Ces actions menées par les dirigeants algériens de la Révolution avaient soulevé tant de considérations et de soutiens, en Europe, dans le monde arabe et en Amérique, comme en témoignent soutiens et aides qu’apportèrent concrètement de nombreux hommes politiques et penseurs, français, allemands, autrichiens, suédois, suisses, italiens, grecs, espagnols, américains et canadiens à la cause des Algériens. Certains sont devenus chefs d’Etat, chanceliers, Premiers ministres et ministres, notamment J. F. Kennedy, B. Kreisky, Olof Palme, Pierre Elliott Trudeau et Michel Rocard.

Il est utile de rappeler, pour plus de liens, de contextes et d’éclairages, que le modèle d’Etat westphalien du XVIIe siècle – contemporain de l’Etat algérien du XVIe siècle – avait pour objectif d’instituer définitivement et pacifiquement un lien charnel et indéfectible de la triptyque : population, territoire et volonté nationale souveraine. Et in fine, mettre un terme aux conflits et aux violences communautaires cycliques en interne, rompre avec la continuelle composition et recomposition des populations, des territoires et des modifications des frontières au gré des allégeances, des accessions aux trônes ou des guerres de souverains et de princes aux motivations souvent religieuses.

* [Série d'exercices]
(a) Substituez "Cible" à "Target" dans la liste, en partant du début et en allant jusqu'à la ligne contenant "x=261, y=214" incluse, sans rien modifier d'autre. N'incluez pas les images dans la réponse.
(b) Reprenez l'extrait sur l'État westphalien et la Révolution algérienne à la suite de sa dernière phrase.

(Données d'un jeu d'annotation par points)
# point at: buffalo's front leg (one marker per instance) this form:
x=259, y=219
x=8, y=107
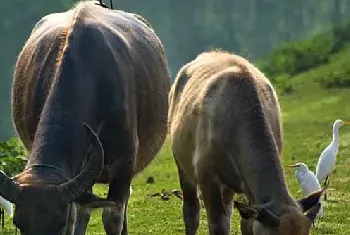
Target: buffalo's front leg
x=191, y=205
x=218, y=211
x=83, y=217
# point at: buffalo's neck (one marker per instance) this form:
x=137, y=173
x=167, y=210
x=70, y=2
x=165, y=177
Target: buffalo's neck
x=261, y=167
x=58, y=142
x=60, y=139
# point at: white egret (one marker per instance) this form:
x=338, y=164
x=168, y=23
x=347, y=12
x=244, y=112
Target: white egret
x=327, y=159
x=5, y=206
x=307, y=180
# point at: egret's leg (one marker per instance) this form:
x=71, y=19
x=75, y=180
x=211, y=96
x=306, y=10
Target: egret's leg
x=324, y=185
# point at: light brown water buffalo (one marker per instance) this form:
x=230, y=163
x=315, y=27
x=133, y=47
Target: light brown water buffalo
x=93, y=65
x=226, y=137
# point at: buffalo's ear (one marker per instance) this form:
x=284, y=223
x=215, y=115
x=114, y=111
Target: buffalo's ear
x=90, y=200
x=312, y=199
x=261, y=214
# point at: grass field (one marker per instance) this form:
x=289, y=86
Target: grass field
x=308, y=115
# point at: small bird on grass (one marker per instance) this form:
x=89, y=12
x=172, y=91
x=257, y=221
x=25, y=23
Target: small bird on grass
x=328, y=157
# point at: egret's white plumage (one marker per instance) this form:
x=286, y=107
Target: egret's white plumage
x=307, y=180
x=7, y=206
x=327, y=159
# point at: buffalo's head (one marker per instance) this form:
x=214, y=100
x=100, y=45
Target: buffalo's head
x=260, y=220
x=43, y=209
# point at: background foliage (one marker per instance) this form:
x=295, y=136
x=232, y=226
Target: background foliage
x=252, y=28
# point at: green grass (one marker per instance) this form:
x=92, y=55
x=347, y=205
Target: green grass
x=308, y=114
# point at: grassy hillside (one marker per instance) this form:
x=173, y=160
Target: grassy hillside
x=311, y=99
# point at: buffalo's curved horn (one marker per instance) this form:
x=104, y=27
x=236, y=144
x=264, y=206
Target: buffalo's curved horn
x=85, y=179
x=9, y=189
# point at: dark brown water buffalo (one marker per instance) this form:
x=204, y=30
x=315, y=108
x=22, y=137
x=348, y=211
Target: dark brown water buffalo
x=226, y=137
x=93, y=65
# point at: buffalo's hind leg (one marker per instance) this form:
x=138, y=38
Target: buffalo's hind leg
x=120, y=145
x=114, y=218
x=191, y=205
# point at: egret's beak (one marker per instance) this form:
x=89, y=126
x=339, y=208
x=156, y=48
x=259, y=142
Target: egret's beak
x=291, y=165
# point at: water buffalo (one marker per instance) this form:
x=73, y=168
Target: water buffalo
x=108, y=69
x=226, y=138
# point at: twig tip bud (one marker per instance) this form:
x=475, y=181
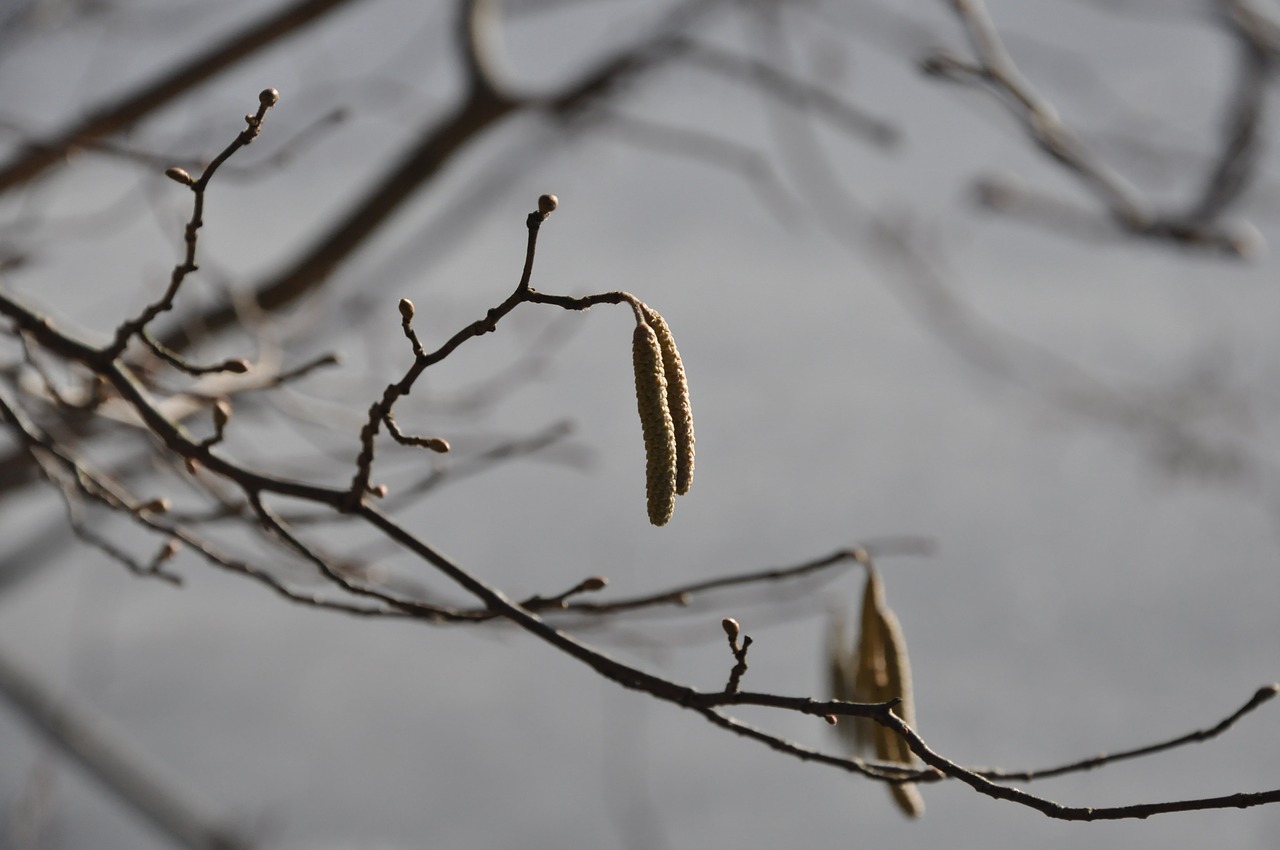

* [Réponses à l'exercice]
(a)
# point at: buffalo's front leg (one marker per instance) this form:
x=259, y=219
x=8, y=107
Cible: buffalo's front leg
x=191, y=205
x=218, y=211
x=83, y=217
# point at: buffalo's neck (one marker per instance) this form:
x=137, y=173
x=167, y=210
x=70, y=2
x=165, y=177
Cible: buffalo's neck
x=261, y=167
x=58, y=142
x=60, y=139
# point at: white egret (one marker per instance) this form:
x=338, y=164
x=168, y=23
x=347, y=12
x=244, y=112
Cible: white egret
x=327, y=159
x=5, y=206
x=307, y=180
# point at: egret's leg (one marker per instance) this form:
x=71, y=19
x=75, y=180
x=211, y=96
x=306, y=10
Cible: egret's leg
x=324, y=185
# point at: light brown water buffalo (one marker per instance) this form:
x=230, y=163
x=315, y=27
x=133, y=47
Cible: light brown water buffalo
x=93, y=65
x=226, y=137
# point at: buffalo's ear (one marker per instance) this form:
x=284, y=223
x=215, y=115
x=114, y=111
Cible: buffalo's ear
x=90, y=200
x=312, y=199
x=261, y=214

(b)
L’État est une souveraineté du pays et un consensus scellé de ses citoyens

En quoi la révolution anglaise (1688–1689) avait-elle réglé la problématique de la corrélation entre l’Etat, la souveraineté, le Pontife et les autres pouvoirs institutionnels, notamment celui de l’Exécutif ? Comment la révolution française (1789-1799), qui avait donné à l’humanité le texte le plus universel sur la liberté et les droits de l’homme, avait-elle manqué la question de la corrélation entre l’Etat et la religion, demeurée en suspens faute d’avoir rapatrié le Primat ?

En quoi la Grande réforme allemande de l’Eglise et de l’Etat du XVIe siècle avait-elle débouché sur un bornage subtil entre un Etat souverain solide, un Exécutif fort et contrôlé, une implication permanente des citoyens ?

Ces trois exemples ne se distinguent pas par la perception du rôle et de la mission de l’Etat, mais par l’organisation des pouvoirs constitutionnels séparés et par de subtiles articulations des champs et des compétences qu’exerce un Exécutif limité par une durée et un mandat libéré par des électeurs.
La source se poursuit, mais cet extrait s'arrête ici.